TEXT: Begin

This is also where search and GEO work start to overlap. If AI Mode, AI Overviews, and Search ads increasingly depend on structured context, marketers need better source pages, better brand mention tracking, and better internal knowledge of where the site answers real buyer questions. Slogan.website's GEO Visibility Checklist, Generative Engine Optimization guide, and brand mentions tracking article all become more relevant under this model.
Who is affected
The teams most affected are:
- Search and PPC managers running Google Ads at scale.
- Ecommerce and retail teams relying on Shopping feeds and product detail pages.
- Lead generation teams in education, B2B software, local services, and other considered-purchase categories.
- Marketing operations teams responsible for conversion tracking, feed governance, and landing-page consistency.
- SEO and GEO teams that need to understand how commercial visibility is shifting inside AI-assisted search experiences.
Smaller advertisers should pay attention too. Google's own guidance for AI Max for Search points marketers toward text customization, search term matching controls, and landing-page-derived asset generation. That suggests more campaign performance may depend on the quality of your site and first-party inputs, not only on manual keyword curation.
What to do next
Use this short workflow before these new formats roll further into market:
- Audit existing Search, Shopping, and Performance Max campaigns for conversion hygiene, asset completeness, and current landing-page quality.
- Review whether your most important pages answer high-intent buyer questions clearly enough to support both organic visibility and AI-assisted ad interpretation.
- If you run ecommerce, check product titles, descriptions, pricing, availability, and image coverage before relying on AI-powered Shopping placements.
- If you generate leads, map which site pages would feed a chat-style pre-lead experience and remove vague or outdated claims.
- Build a reporting baseline now with spend, CTR, conversion rate, CPA, and assisted revenue so you can spot whether AI-assisted placements improve incremental performance later.
- Pair paid-search planning with internal GEO work using the GEO Visibility Checklist, then pressure-test budgets in the Marketing Budget Planner and business impact in the Marketing ROI Calculator.

TEXT: End
MATERIAL PROVIDED: Begin

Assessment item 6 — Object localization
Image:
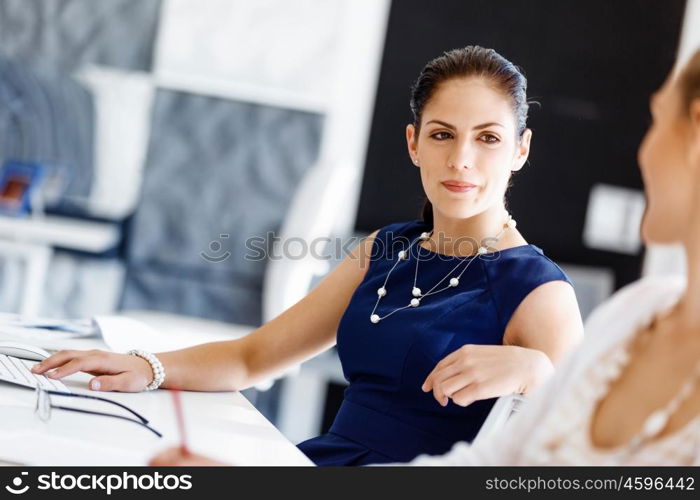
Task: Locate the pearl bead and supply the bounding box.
[642,409,668,437]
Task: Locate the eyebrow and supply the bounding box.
[426,120,505,130]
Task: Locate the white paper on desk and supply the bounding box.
[0,431,153,466]
[95,316,231,352]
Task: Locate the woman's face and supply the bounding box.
[638,77,694,243]
[406,77,531,219]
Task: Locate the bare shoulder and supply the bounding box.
[504,280,583,362]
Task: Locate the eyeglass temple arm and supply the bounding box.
[47,389,148,424]
[51,406,163,438]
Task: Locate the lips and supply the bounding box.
[442,181,476,193]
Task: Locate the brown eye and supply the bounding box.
[430,132,452,141]
[479,134,501,144]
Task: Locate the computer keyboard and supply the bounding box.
[0,354,71,392]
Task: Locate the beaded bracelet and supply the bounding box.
[127,349,165,391]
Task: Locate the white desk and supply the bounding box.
[0,341,312,466]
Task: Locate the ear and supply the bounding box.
[688,98,700,171]
[406,123,418,166]
[511,128,532,172]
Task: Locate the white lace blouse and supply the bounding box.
[409,277,700,465]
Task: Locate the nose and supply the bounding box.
[447,141,474,170]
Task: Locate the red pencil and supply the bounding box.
[170,387,190,455]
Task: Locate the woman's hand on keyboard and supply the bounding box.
[32,350,153,392]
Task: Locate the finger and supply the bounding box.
[440,371,475,398]
[452,382,485,406]
[89,372,148,392]
[421,344,473,392]
[440,344,474,365]
[421,360,454,392]
[46,355,110,379]
[31,350,90,374]
[148,446,182,467]
[433,363,464,406]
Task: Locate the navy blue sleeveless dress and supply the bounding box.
[298,220,570,466]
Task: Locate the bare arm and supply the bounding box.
[422,281,583,406]
[33,231,377,392]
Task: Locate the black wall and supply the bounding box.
[356,0,685,287]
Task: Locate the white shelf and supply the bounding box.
[0,216,120,253]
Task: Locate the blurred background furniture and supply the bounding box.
[0,0,700,441]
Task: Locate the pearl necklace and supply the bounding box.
[369,215,516,323]
[606,315,700,462]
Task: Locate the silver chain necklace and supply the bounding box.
[369,215,516,323]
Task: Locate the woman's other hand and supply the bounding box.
[31,350,153,392]
[422,344,554,406]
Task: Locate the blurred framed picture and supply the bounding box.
[0,160,44,216]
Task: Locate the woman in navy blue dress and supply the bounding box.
[35,46,582,465]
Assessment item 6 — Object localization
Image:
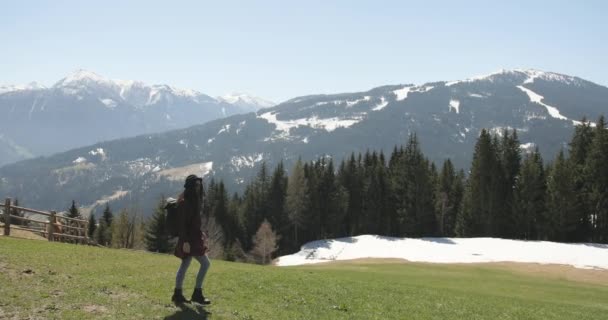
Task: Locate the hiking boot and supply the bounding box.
[191,288,211,304]
[171,289,188,304]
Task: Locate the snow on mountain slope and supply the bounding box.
[517,86,578,124]
[276,235,608,269]
[217,93,276,111]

MATERIAL PROVIDED: End

*EXERCISE INSTRUCTIONS*
1 – Copy the passage from the Google Ads AI article, starting with "- If you generate" and going on through "Marketing ROI Calculator.", reproducing its wording verbatim.
2 – Write the next part of the text on Google's AI-assisted ad formats, picking up after its final sentence.

*RESULTS OF THE TASKS*
1 –
- If you generate leads, map which site pages would feed a chat-style pre-lead experience and remove vague or outdated claims.
- Build a reporting baseline now with spend, CTR, conversion rate, CPA, and assisted revenue so you can spot whether AI-assisted placements improve incremental performance later.
- Pair paid-search planning with internal GEO work using the GEO Visibility Checklist, then pressure-test budgets in the Marketing Budget Planner and business impact in the Marketing ROI Calculator.

2 –
A simple rule is useful here: if Google's AI has to explain your offer, your source pages need to be unusually clear.
What remains uncertain
Several important points are still unresolved.
First, Google described multiple formats as tests, pilots, or "coming soon" features in its May 20, 2026 announcement. That means timing, market availability, vertical eligibility, reporting detail, and auction behavior may still change.
Second, Google has not yet offered granular reporting for every AI-assisted placement. Its AI Overviews ads documentation says segmented reporting for ads shown within AI Overviews is not currently available. Marketers should expect measurement blind spots until Google publishes more detail.
Third, it is still unclear how performance will vary across geographies and business types. The announcement reflects Google's global product direction, but rollout depth can differ by country, language, campaign type, and commercial sensitivity. That matters for the high-value markets Slogan.website tracks, especially the United States, Canada, the United Kingdom, Australia, and major European markets.
The near-term conclusion is not to rebuild your account around a beta headline. It is to prepare the inputs that these systems depend on: structured offers, strong landing pages, trustworthy claims, clean feeds, and measurement you can defend. The brands that do that work early will be in a better position if conversational search becomes a larger share of paid discovery in 2026.